> [TAREFAS]
1. Segundo o texto sobre a revista Playboy, por que a revista era transgressora sob a ditadura civil e militar? Responda em até três frases.
2. Dê a continuação do texto sobre a revista Playboy a partir da última frase apresentada.

> [BLOCO DE TEXTO]
*****

A revista Playboy, diz o jornalista e sociólogo Renato Dias, não suportou a revolução tecnológica, o mundo digital, com a rede mundial de computadores e suas possibilidades. “A exibição, hoje, pura e simples, do corpo nu da mulher traduz, no século XXI, tempo presente, do coronavírus, a cultura do machismo, sexismo e misoginia”, avalia o cientista social. “O seu conteúdo lembra também da triste época de ironias politicamente incorretas contra a comunidade LGBTSQUIA”. Sob a ditadura civil e militar, porém, a “Playboy era transgressora”.

“O veículo de entretenimento e comunicação cumpriu um papel relevante no campo dos costumes, ao atacar a moral e a sexualidade conservadoras”, explica o pesquisador dos ‘Anos de Chumbo e de Ouro no Brasil e na América Latina’. Segundo o periodista, o corpo da mulher era adorado pelo Deus-Mercado, “como objeto de consumo”. “A revolução de 1968, as lutas feministas do século passado, das sufragistas até hoje, conquistaram direitos para as mulheres e até os Estados Unidos, uma sociedade esquizofrênica, sepultaram a Playboy, que no Brasil, já era”.

Fundador

Hugh Hefner se tornou, em seus últimos anos de vida, uma personalidade caricata, quase sempre aparecendo para as lentes dos paparazzis com pijama de seda, em sua mansão em Los Angeles. Na redação, os editores tinham de lidar com os palpites do patrão. E Hefner, a verdade é essa, na maioria das vezes, acertava na tacada. Tanto que o fundador da revista Playboy foi um dos primeiros, quando isso ainda não passava de paranoia, a ver o inimigo se aproximando. De certo modo, ele acertou: a rede mundial de computadores, que revolucionou o jornalismo, o comportamento, o sexo e a nudez, escancarou a fragilidade dos modelos de negócios adotados pela imprensa.

*****

> [DADOS FORNECIDOS]
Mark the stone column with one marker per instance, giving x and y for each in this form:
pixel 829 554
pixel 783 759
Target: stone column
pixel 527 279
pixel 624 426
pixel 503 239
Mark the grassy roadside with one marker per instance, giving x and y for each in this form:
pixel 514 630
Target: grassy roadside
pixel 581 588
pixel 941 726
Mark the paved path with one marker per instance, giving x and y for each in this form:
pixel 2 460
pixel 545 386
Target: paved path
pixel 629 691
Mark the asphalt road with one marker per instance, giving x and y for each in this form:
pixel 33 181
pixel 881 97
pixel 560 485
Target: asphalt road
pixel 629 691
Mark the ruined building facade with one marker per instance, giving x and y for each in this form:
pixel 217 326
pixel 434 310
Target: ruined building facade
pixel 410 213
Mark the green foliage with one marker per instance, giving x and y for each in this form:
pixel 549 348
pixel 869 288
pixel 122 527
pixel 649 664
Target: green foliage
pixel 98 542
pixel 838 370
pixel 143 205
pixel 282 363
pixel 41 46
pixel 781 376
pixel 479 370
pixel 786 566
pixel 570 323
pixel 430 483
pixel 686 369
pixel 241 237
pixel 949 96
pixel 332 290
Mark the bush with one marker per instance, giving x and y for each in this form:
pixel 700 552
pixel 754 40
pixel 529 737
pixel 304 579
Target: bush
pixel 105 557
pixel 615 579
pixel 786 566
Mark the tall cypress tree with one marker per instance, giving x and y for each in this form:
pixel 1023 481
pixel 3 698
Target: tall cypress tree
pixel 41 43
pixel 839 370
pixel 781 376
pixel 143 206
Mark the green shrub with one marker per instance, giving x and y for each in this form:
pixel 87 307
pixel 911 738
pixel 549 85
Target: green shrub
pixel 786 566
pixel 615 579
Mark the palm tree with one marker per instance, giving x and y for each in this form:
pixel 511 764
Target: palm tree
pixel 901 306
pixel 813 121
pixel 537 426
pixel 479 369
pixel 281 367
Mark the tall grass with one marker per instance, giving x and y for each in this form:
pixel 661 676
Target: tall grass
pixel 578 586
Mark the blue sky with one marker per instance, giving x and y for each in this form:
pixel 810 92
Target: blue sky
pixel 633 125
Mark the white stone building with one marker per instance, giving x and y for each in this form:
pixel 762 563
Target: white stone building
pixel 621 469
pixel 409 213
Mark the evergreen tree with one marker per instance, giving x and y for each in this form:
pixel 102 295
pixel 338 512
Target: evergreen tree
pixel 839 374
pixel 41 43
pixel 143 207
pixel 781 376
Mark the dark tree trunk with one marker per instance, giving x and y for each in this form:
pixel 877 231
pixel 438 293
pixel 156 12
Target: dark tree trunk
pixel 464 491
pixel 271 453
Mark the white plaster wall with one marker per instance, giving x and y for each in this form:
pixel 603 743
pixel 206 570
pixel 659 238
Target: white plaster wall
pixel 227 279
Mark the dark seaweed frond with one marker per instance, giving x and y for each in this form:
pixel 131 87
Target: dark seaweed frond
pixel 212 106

*****

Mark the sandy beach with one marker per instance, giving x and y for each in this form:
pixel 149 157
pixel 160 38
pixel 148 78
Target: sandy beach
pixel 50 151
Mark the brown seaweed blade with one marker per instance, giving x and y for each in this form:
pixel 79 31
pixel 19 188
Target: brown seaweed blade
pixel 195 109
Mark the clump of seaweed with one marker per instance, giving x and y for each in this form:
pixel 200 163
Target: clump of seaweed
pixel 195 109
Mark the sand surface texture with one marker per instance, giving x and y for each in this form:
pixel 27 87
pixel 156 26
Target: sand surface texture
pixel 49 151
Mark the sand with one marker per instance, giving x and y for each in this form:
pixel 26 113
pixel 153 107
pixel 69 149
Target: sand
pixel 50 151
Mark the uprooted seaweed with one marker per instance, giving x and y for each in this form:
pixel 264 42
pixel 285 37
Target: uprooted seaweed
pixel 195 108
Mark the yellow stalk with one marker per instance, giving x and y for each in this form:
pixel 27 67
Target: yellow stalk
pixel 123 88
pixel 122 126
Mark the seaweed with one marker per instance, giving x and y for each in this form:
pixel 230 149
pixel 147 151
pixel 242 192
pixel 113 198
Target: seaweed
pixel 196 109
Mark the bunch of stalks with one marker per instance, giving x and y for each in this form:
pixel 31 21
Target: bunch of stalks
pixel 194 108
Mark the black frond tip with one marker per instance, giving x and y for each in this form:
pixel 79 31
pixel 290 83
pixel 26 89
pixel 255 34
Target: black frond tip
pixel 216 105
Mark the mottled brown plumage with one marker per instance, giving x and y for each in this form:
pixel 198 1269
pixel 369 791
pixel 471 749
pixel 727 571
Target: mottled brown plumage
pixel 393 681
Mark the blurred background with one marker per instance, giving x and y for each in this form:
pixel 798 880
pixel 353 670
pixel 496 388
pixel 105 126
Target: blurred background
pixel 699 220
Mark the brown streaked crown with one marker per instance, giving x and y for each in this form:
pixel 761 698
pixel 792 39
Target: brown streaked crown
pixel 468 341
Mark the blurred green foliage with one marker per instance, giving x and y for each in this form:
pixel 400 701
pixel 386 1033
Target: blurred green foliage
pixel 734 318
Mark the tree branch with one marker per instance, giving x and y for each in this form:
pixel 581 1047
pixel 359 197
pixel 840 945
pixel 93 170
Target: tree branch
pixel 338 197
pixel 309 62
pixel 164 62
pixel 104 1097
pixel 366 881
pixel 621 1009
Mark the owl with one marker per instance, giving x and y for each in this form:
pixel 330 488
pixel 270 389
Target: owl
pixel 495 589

*****

> [RESPOSTAS]
1. Segundo Renato Dias, a Playboy era transgressora sob a ditadura civil e militar porque cumpriu um papel relevante no campo dos costumes. Ela atacava a moral e a sexualidade conservadoras.

2.
Na cabeça do dono, a Playboy deveria resgatar o espírito libertário para ser viável na era da internet. De fato, a revista nasceu com esse propósito, e os valores editorias de Hefner foram relatados pelo jornalista Gay Talese no livro-reportagem “A Mulher do Próximo”, obra em que o repórter americano mergulha na permissividade dos costumes do Tio Sam. Acredite, o editor tinha um olhar aguçado e publicou as fotos de uma exuberante loira, ainda uma novata do cinema, ao adquirir as imagens por 500 dólares. O mundo ficara de queixo caído com a beleza de Marilyn Monroe. Mas eram tempos de Macarthismo e, vejam só, a paranoia anticomunista dos States estava a todo vapor.

O serviço postal não queria despachar a revista aos leitores. Estabeleceu-se, então, uma relação entre Hefner e o Partido Comunista dos Estados Unidos: a Playboy era distribuída, na surdina, com o jornalão do partido. Desde o início, o chefe queria um padrão fotográfico que não esbarrasse na vulgaridade. Foi aí que surgiram nomes como Helmut Newton, Herb Ritts, entre outros. No Brasil, os artistas das imagens também eram gente do primeiro time, como Bob Wolfenson e J.R Duran. Jornalisticamente, tanto aqui como lá, as entrevistas eram verdadeiras aulas, reunidas no livro “As 30 Melhores Entrevistas de Playboy” - com as melhores da edição Brasileira. O papo com John Lennon, publicado em dezembro de 1980 na edição americana, virou livro, lançado pelo jornalista David Sheff.

“As melhores entrevistas foram feitas com Luiz Inácio Lula da Silva, o operário barbudo da linha de montagem que deflagrou as greves do ABC em 1978, 1979 e acabou preso no Dops (SP), do delegado de Polícia Federal Romeu Tuma, e chegaria, em 2002, ao Palácio do Planalto”, informa o jornalista e sociólogo Renato Dias. Ele lembra ainda do bate-papo especial com o advogado Fidel Castro. “Um revolucionário que derrubou o ditador Fulgencio Batista, um sargento mulato, com Che Guevara, que depois ficaria no poder 49 anos, nova ditadura de partido único”, destaca. "Assim como a conversa com o treinador de futebol João Saldanha, sacado por Emílio Garrastazu Médici”, frisa.